Records contained in a dataset
● ● ● ●
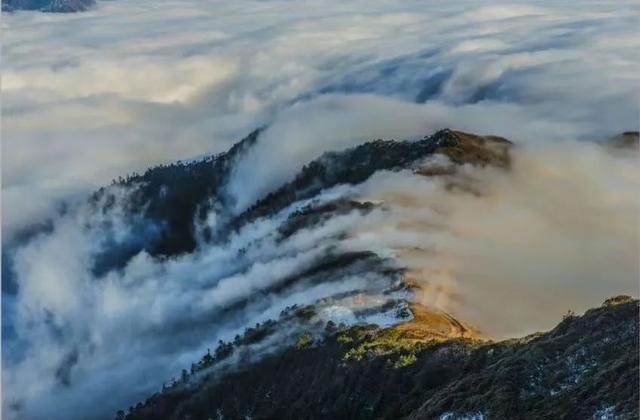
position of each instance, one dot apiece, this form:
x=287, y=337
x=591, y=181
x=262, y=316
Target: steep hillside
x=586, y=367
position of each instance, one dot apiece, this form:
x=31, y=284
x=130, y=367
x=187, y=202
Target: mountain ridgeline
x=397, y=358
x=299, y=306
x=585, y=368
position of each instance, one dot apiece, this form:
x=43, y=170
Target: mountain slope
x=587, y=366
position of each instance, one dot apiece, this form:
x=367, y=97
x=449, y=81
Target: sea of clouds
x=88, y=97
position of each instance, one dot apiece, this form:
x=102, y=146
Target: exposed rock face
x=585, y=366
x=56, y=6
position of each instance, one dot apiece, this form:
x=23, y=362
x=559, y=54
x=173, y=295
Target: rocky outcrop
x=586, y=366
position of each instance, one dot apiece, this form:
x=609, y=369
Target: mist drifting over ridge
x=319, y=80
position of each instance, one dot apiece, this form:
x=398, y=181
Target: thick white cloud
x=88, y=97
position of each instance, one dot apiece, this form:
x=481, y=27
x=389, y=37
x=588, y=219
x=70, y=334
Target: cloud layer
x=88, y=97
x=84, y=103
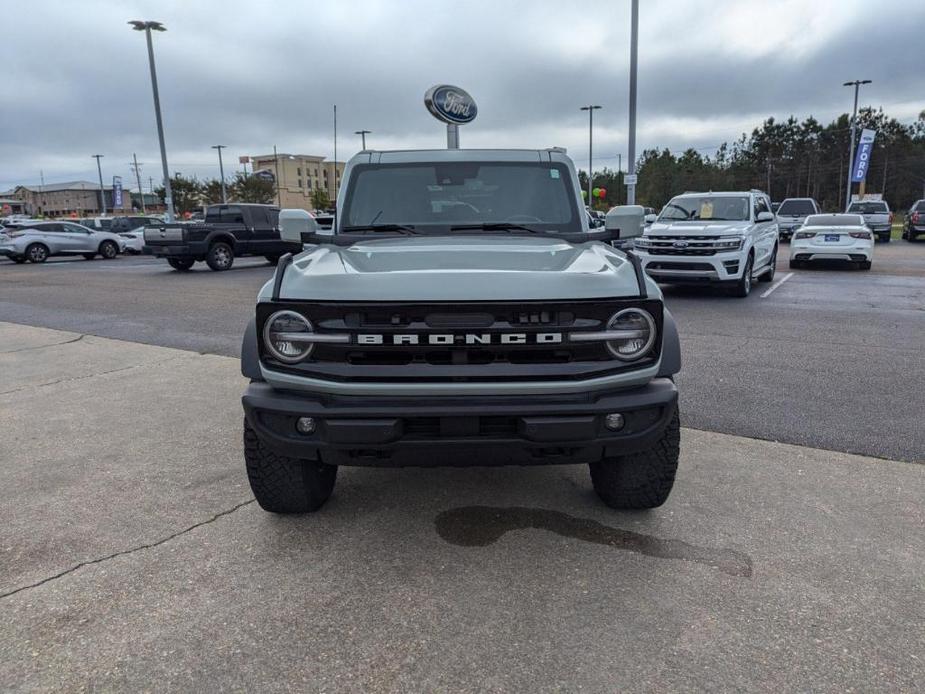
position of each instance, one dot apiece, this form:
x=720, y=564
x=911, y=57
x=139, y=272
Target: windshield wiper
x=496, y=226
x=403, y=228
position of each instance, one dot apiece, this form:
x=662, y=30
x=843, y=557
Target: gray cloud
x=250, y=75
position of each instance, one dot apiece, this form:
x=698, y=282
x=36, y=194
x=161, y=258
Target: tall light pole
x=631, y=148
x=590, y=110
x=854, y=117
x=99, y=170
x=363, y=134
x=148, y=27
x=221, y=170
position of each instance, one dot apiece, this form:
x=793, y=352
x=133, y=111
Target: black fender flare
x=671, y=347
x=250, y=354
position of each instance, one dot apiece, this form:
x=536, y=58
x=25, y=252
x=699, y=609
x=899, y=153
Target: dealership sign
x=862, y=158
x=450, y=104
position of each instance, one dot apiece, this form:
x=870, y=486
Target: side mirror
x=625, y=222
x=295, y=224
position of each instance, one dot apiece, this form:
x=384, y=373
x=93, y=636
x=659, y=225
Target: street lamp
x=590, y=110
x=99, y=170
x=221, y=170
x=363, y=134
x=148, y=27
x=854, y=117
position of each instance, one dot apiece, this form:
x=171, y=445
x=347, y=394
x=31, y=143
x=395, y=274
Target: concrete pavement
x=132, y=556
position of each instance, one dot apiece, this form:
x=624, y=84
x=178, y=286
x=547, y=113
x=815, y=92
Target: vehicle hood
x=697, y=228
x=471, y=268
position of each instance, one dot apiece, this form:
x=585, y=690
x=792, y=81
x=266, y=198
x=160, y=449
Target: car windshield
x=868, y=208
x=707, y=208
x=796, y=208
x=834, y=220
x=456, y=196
● ● ● ●
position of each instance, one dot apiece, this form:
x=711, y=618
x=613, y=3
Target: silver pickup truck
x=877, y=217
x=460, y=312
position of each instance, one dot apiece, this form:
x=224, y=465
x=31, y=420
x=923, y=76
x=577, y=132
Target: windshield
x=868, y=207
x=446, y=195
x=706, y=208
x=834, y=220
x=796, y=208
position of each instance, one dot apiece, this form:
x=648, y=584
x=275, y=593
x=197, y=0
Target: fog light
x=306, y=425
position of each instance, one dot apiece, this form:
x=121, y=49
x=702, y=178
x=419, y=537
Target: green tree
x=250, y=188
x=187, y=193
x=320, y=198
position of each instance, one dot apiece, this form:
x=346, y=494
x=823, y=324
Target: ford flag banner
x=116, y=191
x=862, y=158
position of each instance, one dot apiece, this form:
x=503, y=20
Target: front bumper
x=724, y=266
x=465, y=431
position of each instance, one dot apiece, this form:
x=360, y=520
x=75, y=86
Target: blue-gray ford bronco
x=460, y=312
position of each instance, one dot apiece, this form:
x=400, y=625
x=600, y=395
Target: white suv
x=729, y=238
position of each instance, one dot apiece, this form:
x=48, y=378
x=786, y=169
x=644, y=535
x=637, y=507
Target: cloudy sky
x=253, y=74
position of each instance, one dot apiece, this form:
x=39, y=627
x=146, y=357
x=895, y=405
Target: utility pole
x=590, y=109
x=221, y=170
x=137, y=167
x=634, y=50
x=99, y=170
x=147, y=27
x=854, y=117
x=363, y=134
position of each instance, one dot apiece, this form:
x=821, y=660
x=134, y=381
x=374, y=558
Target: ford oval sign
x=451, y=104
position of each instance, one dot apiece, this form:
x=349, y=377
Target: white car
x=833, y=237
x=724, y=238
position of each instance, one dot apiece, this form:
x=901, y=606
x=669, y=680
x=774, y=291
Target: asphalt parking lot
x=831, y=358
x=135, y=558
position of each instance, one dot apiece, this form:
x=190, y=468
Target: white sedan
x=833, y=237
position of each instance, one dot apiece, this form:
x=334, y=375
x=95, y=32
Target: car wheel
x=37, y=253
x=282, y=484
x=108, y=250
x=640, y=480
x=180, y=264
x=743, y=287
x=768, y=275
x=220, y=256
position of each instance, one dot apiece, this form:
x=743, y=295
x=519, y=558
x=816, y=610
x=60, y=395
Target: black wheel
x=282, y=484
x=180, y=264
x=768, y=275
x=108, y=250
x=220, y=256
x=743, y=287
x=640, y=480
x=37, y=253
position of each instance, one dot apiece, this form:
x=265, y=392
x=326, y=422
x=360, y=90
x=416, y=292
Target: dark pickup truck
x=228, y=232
● ● ● ●
> Requirement: Above are the records. Copy the lines beginning at the one that has "Target: utility pole" and ending with the one that has "x=60, y=395", unchanged.

> Answer space:
Target: utility pole
x=590, y=109
x=221, y=170
x=137, y=167
x=634, y=50
x=99, y=170
x=147, y=27
x=854, y=117
x=363, y=134
position of each instance, one dot apiece, this form:
x=821, y=660
x=134, y=381
x=374, y=558
Target: ford oval sign
x=451, y=104
position of each instance, one dot apiece, this form:
x=349, y=377
Target: white car
x=833, y=237
x=724, y=238
position of each instance, one dot apiece, this form:
x=901, y=606
x=669, y=680
x=774, y=291
Target: asphalt parking lot
x=831, y=358
x=135, y=558
position of each instance, one dot apiece, this form:
x=190, y=468
Target: white sedan
x=833, y=237
position of each instance, one dot apiece, this form:
x=334, y=375
x=95, y=32
Target: car wheel
x=37, y=253
x=282, y=484
x=108, y=250
x=640, y=480
x=180, y=264
x=743, y=287
x=768, y=275
x=220, y=256
position of each instance, one dot apiece, this form:
x=743, y=295
x=519, y=558
x=816, y=610
x=60, y=395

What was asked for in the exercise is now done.